A very believable scenario of realignment driven completely by tv money & media markets.

Basically:
4 conferences with 16 teams each (2 8-team divisions)
D1 becomes 3 divisions (P4, G4, FCS)
Relegation like we have in European soccer to keep crappy P4 late season games interesting and add a lot more interest to G4 games that are televised
Each P4 would be paired with a G4 - last place Pac-12 team would get relegated the next season while the MWC champ would get promoted the next season
P4 championship games become the national quarterfinals with the playoffs becoming the 4 conference champs
Elimination of P4 v FCS games unless it's treated like a preseason exhibition game as an extra date with very few P4 v G4 matchups
I'm soooooo sick of the realignment process, but this makes sense.
 
Well... relegation would suck

I don't see how conference teams would tolerate the chance of getting dumped into a lower conference. There is too much money invested in stadiums and marketing for a school to want to risk that kind of fall
 
Well... relegation would suck

I don't see how conference teams would tolerate the chance of getting dumped into a lower conference. There is too much money invested in stadiums and marketing for a school to want to risk that kind of fall

I can't see why the P4 teams/conferences would agree to that. For instance no SEC team is going to want to drop down to the Sunbelt to make room for Arkansas St. No B1G team would be willing to drop on down to the MAC to see northern Illinois take their spot.
 
Relegation will never work in college sports because the system itself is based on academics and amateurism. Cheating would be even more prevalent than it is today.

This brings up the point that I think many miss when they only consider the tv money. For most of these universities, the athletic revenues are not all that significant. Even if they bring in a lot, they end up spending everything and more on athletics. The value of athletics is as a marketing arm for interesting high schoolers in undergrad applications and in connecting alumni/community in order to drive donations.

Focusing only on tv money discounts how few ****s the presidents & chancellors give about whether there's an additional $10 million a year in athletics revenue which will go straight to facility upgrades, increased coach salaries and other athletics budget items.
 
0% chance that presidents allow for a relegation system. Would be fun, but will never ever happen.
 
Relegation is DOA. It's a fantasy dreamed up by folks at places like CSU to keep their meager dreams of P5 status alive. The conferences wouldn't want it anyway. It doesn't add anything to their bottom line. a school that is terrible in one sport like football might be really good in others. Dropping a school with a bottom feeding football program but a consistent NCAA tournament participant for a middle of the road football program with no hoops program is a net loss for the conference. It's a stupid idea thought up by desperate people.
 
I'm a big fan of relegation, even if it would likely have kept the Buffs out of the top tier for most of the last decade. It creates more meaningful games.
 
Relegation could result in scheduling nightmares.

8 team divisions means 7 divisional games per year, plus at least 2 cross-division contests. Relegation could throw a kink in the number of home games the very next year - a loss of revenue no school wants to see.

Additionally, can you see the $ec giving up their current format? That being a "marquee" conference game during ooc plus a home game against a nobody sometime in late october/early november.

How about the teams that want to play in a particular area at least once a year, for recruiting, exposure, and alumni (think Washington and whoregon tripping to SoCal)? Relegation may impact this as well, and folks would not happy.

* **Given problem A**
Write out the college football relegation thread word for word, starting with "0% chance that" and going on through "in scheduling nightmares.".
* **Given problem B**
Pick up the college football relegation thread after its last post and write the next post.
The material after the college football relegation thread isn't needed here.

* **Material supplied**
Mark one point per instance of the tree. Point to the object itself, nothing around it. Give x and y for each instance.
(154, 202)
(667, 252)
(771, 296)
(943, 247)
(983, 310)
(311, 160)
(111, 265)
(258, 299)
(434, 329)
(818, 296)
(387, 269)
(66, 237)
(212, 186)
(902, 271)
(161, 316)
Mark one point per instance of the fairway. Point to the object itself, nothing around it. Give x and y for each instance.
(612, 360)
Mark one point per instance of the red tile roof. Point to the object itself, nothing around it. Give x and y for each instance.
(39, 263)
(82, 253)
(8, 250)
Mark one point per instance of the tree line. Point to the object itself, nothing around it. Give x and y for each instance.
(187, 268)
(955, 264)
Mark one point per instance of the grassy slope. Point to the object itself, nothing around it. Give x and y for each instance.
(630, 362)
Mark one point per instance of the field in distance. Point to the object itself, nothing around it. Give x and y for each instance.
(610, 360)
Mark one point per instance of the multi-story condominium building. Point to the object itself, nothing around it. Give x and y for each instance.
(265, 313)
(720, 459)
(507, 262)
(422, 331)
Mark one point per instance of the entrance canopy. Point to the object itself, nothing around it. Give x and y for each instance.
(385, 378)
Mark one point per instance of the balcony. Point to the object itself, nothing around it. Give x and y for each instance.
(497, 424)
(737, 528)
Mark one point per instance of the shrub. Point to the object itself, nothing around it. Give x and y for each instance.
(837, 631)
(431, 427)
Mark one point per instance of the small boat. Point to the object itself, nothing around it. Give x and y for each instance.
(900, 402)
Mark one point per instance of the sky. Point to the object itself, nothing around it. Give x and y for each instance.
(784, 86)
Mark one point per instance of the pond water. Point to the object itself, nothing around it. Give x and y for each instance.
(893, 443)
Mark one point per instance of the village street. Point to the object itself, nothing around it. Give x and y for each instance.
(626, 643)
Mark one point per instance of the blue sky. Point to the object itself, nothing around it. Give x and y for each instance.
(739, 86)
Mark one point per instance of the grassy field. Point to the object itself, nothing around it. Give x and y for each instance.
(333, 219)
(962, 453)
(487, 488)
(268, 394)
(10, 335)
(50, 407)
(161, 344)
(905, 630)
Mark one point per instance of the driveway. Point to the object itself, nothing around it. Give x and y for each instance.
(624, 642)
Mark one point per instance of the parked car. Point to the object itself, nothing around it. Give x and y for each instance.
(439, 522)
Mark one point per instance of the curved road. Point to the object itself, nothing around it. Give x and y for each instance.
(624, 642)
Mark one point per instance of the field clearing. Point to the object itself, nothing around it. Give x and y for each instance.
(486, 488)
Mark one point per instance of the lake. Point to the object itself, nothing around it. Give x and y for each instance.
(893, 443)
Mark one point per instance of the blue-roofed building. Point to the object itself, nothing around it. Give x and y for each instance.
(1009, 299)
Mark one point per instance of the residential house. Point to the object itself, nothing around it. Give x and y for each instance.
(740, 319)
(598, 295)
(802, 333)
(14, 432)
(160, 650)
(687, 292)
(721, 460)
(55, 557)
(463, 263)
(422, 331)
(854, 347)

* **Final result A**
0% chance that presidents allow for a relegation system. Would be fun, but will never ever happen.
 
Relegation is DOA. It's a fantasy dreamed up by folks at places like CSU to keep their meager dreams of P5 status alive. The conferences wouldn't want it anyway. It doesn't add anything to their bottom line. a school that is terrible in one sport like football might be really good in others. Dropping a school with a bottom feeding football program but a consistent NCAA tournament participant for a middle of the road football program with no hoops program is a net loss for the conference. It's a stupid idea thought up by desperate people.
 
I'm a big fan of relegation, even if it would likely have kept the Buffs out of the top tier for most of the last decade. It creates more meaningful games.
 
Relegation could result in scheduling nightmares.

* **Final result B**
 
There are so many reasons why it won't happen that it's absurd to talk about it like its a real possibility.
 
Yeah I didn't even think about the multiple sports thing and how that would work. There is no way in hell.
 
I'm a big fan of relegation, even if it would likely have kept the Buffs out of the top tier for most of the last decade. It creates more meaningful games.

Size of TV audience = meaningfulness.

A MWC schedule, even under relegation, is still not very meaningful. CU v Nevada or Utah State might have stakes that matter to several dozen fans aligned to those programs, but the rest of the country isn't going to tune into that nonsense. Having CU get mudholed by USC is much more meaningful because it matters to millions of people tuning into see USC.

Hell. Even Wazzou v Oregon State or Utah v Colorado are not very meaningful games under good circumstance simply because of the small market viewership.

Mississippi State vs Vanderbilt is not going to get watched for similar reasons.
 
Well... relegation would suck

I don't see how conference teams would tolerate the chance of getting dumped into a lower conference. There is too much money invested in stadiums and marketing for a school to want to risk that kind of fall

You mean they'd actually take their football seriously for a change?
 
Watch Kansas basketball relegated to Conf-USA because their football team stunk up the joint.
Or Kentucky. Or Indiana. Or (until recently) Duke.

Really, it's just an ill-conceived idea floated by desperate people.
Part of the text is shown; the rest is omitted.